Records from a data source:
__________
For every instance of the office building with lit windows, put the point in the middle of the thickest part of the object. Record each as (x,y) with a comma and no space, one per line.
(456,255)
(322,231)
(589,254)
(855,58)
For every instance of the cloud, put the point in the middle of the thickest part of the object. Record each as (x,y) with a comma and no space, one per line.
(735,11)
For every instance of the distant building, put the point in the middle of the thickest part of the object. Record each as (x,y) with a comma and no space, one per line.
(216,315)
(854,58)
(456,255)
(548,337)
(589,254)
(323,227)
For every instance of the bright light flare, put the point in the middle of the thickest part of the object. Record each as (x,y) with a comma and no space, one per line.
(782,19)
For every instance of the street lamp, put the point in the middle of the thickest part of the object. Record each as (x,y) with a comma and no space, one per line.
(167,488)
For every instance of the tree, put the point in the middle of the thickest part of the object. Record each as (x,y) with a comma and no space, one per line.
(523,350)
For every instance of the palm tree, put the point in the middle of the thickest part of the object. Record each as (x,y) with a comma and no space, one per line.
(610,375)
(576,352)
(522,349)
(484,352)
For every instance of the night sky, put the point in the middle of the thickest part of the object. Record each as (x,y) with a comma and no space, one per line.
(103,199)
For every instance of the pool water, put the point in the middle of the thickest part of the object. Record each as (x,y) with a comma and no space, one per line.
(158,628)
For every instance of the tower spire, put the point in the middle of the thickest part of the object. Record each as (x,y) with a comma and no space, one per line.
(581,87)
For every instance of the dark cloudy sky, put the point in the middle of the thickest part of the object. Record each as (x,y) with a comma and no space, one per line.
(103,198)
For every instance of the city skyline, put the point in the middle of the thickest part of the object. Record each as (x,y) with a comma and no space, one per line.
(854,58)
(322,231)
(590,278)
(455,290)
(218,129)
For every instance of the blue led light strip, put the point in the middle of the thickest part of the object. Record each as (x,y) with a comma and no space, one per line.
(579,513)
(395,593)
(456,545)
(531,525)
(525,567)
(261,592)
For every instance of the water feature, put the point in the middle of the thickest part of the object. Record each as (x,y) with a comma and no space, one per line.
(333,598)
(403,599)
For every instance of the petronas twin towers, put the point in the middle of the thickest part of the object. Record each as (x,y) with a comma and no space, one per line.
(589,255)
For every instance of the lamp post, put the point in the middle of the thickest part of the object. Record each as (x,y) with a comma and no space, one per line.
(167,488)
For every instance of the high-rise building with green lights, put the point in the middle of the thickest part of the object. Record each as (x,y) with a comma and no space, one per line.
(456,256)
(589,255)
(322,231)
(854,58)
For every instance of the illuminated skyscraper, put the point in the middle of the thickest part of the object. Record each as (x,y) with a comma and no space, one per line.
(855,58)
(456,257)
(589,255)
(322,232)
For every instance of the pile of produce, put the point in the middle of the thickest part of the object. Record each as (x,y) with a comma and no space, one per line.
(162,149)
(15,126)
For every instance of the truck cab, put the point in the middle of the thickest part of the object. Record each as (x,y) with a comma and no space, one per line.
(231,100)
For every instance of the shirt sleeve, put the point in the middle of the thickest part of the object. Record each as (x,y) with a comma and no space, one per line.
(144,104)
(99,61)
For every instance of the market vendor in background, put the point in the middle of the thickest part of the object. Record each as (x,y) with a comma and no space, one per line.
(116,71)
__________
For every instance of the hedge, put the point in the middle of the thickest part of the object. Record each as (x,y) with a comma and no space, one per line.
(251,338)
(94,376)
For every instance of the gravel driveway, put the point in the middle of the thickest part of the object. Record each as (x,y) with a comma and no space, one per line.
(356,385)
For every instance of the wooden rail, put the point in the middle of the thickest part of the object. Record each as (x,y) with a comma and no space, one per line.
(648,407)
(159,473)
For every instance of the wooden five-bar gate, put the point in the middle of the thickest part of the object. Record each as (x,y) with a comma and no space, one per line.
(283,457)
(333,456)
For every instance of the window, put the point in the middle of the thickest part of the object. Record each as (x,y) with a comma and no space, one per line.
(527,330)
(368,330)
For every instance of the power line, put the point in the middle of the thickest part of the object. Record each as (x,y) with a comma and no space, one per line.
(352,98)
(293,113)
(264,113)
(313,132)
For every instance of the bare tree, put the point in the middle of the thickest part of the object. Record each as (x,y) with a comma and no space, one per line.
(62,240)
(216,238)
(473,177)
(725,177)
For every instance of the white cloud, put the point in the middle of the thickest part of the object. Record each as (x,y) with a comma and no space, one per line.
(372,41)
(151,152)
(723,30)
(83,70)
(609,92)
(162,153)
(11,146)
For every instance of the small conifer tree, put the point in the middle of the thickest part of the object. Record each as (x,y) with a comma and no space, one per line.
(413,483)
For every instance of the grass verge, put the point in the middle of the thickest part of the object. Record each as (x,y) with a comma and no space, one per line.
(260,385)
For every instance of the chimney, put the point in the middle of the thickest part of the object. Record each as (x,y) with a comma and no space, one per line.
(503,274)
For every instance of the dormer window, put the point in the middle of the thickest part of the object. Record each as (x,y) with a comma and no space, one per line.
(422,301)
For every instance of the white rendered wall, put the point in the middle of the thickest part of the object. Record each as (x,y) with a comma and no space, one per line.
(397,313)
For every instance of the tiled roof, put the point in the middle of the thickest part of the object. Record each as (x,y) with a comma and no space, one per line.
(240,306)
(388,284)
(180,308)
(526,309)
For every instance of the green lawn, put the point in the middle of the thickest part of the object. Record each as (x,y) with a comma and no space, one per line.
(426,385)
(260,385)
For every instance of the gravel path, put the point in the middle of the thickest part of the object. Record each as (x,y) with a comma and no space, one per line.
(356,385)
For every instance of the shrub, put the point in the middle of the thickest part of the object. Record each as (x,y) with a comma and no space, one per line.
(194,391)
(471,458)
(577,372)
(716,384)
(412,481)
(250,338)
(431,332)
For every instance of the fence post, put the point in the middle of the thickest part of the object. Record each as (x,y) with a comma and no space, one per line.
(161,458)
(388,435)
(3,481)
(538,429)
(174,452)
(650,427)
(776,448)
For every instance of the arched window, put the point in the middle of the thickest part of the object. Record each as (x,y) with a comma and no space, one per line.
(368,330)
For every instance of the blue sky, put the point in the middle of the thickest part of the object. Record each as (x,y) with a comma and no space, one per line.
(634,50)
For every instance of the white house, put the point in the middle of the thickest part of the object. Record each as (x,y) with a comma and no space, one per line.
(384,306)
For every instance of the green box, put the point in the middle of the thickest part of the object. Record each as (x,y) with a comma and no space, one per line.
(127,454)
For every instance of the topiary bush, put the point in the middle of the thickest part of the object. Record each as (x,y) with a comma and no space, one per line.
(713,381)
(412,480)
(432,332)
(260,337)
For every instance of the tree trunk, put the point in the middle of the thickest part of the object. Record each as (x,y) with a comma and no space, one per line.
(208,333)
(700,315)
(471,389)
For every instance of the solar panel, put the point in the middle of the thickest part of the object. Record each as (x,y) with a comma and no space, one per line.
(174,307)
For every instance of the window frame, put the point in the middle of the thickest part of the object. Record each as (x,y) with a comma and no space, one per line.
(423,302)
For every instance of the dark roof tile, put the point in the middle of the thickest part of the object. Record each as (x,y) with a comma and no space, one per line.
__________
Every line above from the line with "For every instance of the tree trunk, put" to the line with "For every instance of the dark roof", both included, must be reproduced exactly, and no other line may appear.

For every instance of the tree trunk, put the point in the middle of the thickest part of the object. Record each as (x,y) with a comma and no space, one per line.
(208,333)
(700,315)
(471,389)
For every instance of the solar panel, put the point in the middle of the thickest part of the object. Record each as (x,y) with a comma and no space, one per line.
(174,307)
For every instance of the window frame, put the point in the middle of the thickest part of the object. Record each as (x,y) with a comma and no space, one per line.
(423,302)
For every instance of the dark roof tile, put the point in the middle of the thickest part of the object. Record each as (x,y) with a comma and no space, one per line.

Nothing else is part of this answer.